[Opening Document excerpt section]

Along with the resources and activities included in the Heart-Mind Challenge 2018, here are some further ways to foster this quality with the children and youth in your life. 

Eat well!

Research demonstrates the importance of nutrition in learning, mood and energy levels. Here some tips for children and teens to boost their healthy food choices:

  • Make breakfast a regular habit
  • Drink water often
  • Get children involved in cooking and meal prep
  • Eat together as a family  


Take the Healthy Eating Quiz and check out Kelty Mental Health’s resources and toolkits for parents and professionals or complete a nutrition screen specific for toddlers, preschoolers and seniors!

Sleep well!

Adequate sleep is associated with fewer behavioural and emotional challenges. Sleep is linked with coping with stress and generally feeling well.  This helps children AND those who care for children!

Here are some things to try to increase the chances of a good night’s zzzz:

  • Try to go to bed at the same time every night
  • Don’t drink pop, tea or coffee with caffeine past noon
  • Exercise (run, jump and play!) 3 hours before bed to help get ready for sleep
  • Avoid big meals before bed
  • Create a bedtime routine to cue you for sleep; e.g. a bath, music, reading, storytelling
  • Turn off electronics 2 hours before bed (and no screen time for children under two years)

Nurture a shy child.

Have a “shy” child in your life?  This is a must-watch video; Maria LeRose and Dan Siegel role play a parent and shy child interaction (both informative and hilarious!).

Know who to turn to for information or help.

[Closing Document excerpt section]
[Opening Supplied records section]

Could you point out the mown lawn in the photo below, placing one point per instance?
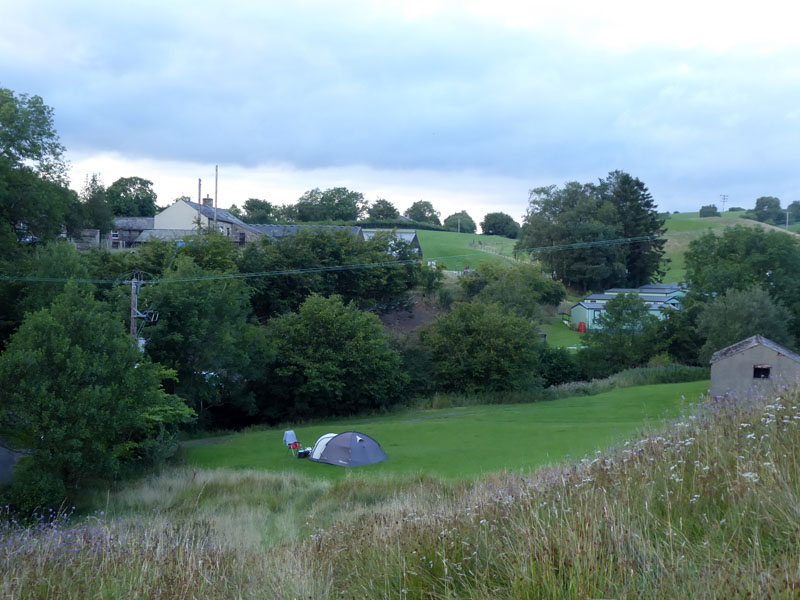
(464, 443)
(459, 250)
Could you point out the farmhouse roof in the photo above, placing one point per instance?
(405, 235)
(279, 232)
(594, 297)
(752, 342)
(666, 287)
(166, 235)
(590, 305)
(222, 215)
(134, 223)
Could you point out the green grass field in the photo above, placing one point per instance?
(464, 443)
(458, 250)
(684, 227)
(559, 335)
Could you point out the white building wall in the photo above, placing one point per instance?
(179, 216)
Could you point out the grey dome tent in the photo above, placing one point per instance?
(350, 449)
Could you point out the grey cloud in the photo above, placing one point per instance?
(319, 87)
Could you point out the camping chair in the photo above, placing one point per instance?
(290, 439)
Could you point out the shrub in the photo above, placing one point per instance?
(33, 490)
(478, 347)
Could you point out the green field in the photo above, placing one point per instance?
(682, 228)
(459, 250)
(464, 443)
(559, 335)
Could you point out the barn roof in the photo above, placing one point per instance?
(752, 342)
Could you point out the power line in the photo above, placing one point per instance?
(339, 268)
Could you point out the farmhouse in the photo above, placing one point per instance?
(277, 233)
(185, 215)
(127, 229)
(753, 365)
(402, 235)
(657, 298)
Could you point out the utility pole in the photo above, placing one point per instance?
(148, 316)
(135, 284)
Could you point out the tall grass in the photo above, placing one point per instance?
(708, 507)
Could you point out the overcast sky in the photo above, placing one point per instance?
(468, 105)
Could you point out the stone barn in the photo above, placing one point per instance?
(753, 365)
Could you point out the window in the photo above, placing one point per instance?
(761, 371)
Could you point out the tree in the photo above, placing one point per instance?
(500, 224)
(80, 394)
(202, 333)
(607, 235)
(461, 222)
(377, 288)
(422, 211)
(794, 211)
(382, 210)
(626, 337)
(132, 197)
(334, 204)
(709, 211)
(519, 288)
(96, 211)
(480, 347)
(739, 314)
(36, 207)
(637, 217)
(331, 360)
(27, 136)
(574, 216)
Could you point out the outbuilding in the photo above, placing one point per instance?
(755, 365)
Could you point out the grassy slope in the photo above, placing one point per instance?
(685, 227)
(459, 250)
(467, 442)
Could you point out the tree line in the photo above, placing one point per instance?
(767, 210)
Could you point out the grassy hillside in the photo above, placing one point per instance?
(466, 442)
(704, 508)
(684, 227)
(459, 250)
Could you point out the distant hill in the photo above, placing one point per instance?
(459, 250)
(682, 228)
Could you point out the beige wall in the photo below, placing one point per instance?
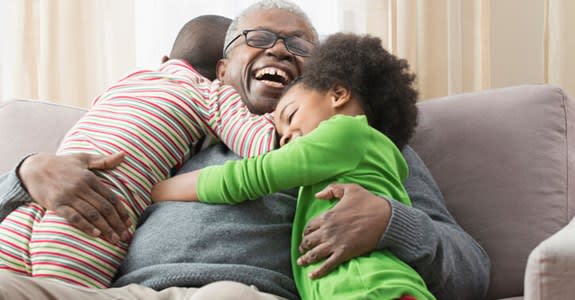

[Closing Supplied records section]

_Tasks and exercises:_
• A. According to the Heart-Mind Challenge text, why is exercise three hours before bed recommended? Reply in one to three sentences.
• B. Carry on the Heart-Mind Challenge text, starting after its final sentence.
These lines are not needed.

_Answers to the tasks:_
• A. Exercise such as running, jumping and playing three hours before bed is recommended to help get ready for sleep.

• B.
Know some go-to resources and supports for anything related to child and youth mental health:

http://www.friendsparentprogram.com - interactive online resources for parents of children 4-13 covering topics of resiliency and anxiety in children.

http://youth.anxietybc.com - an innovative website designed for youth (and those that care about them) to learn and explore anxiety and helpful coping strategies.

http://www.anxietybc.com/parent/index.php - a website chalk full of articles and specific informaiton related to anxiety in children and youth.

There’s an app for that!

For teens and adults who struggle with anxiety, check out the mobile app “Mindshift” created by AnxietyBC and BC Mental Health & Addictions Services.  Mindshift will help users learn how to relax and identify active steps to manage all sorts of common anxiety such as conflict, panic, worry, social anxiety, test anxiety and more.

Stories that bring home the message!

Check out this week’s book list that celebrates the developing skills of children and youth becoming secure and calm.

PICTURE BOOKS

The HippoNOTamus, by Tony Payne

Shhhh!, by Jeanne Willis

Chicken Big, by Keith Graves

Blue Chameleon, by Emily Gravett

Suki’s Kimono, by Chieri Uegaki

Interrupting Chicken, by David Ezra Stein

CHAPTER BOOKS

Out of My Mind, by Sharon Draper

Jason’s Why, by Beth Goobie

Laugh With the Moon, by Shana Berg

Addie on the Inside, by James Howe

Challenge book recommendations from a Children’s Librarian, Vancouver Regional Library.

Create a safe and caring classroom.

Use this initial checklist to assess your classroom environment:

  • Is every child involved in frequent friendly individual interactions with teachers to build a secure relationship?
  • Are classroom jobs used to build pro-social skills and a sense of community?
  • Are photos displayed of the children working and playing together?
  • Do adults model pro-social behaviours and language?
  • Do classroom expectations include the “do’s” as well as the “don’ts?”
  • How do families receive tips to encourage pro-social behaviour at home (without rewards)?

Take an attachment style quiz and implement strategies to strengthen relationships.

This quiz provides parents and caregivers an opportunity to identify a child’s attachment style.

The following actions work for children and youth of all ages! Increase your attention to an attachment relationship you have and bump up the frequency and authenticity of any and all of the following:

  • show physical affection; holding & hugging
  • make eye contact
  • follow your child’s lead
  • talk openly about feelings
  • celebrate mistakes as a learning opportunity - show children that people make mistakes but can repair them.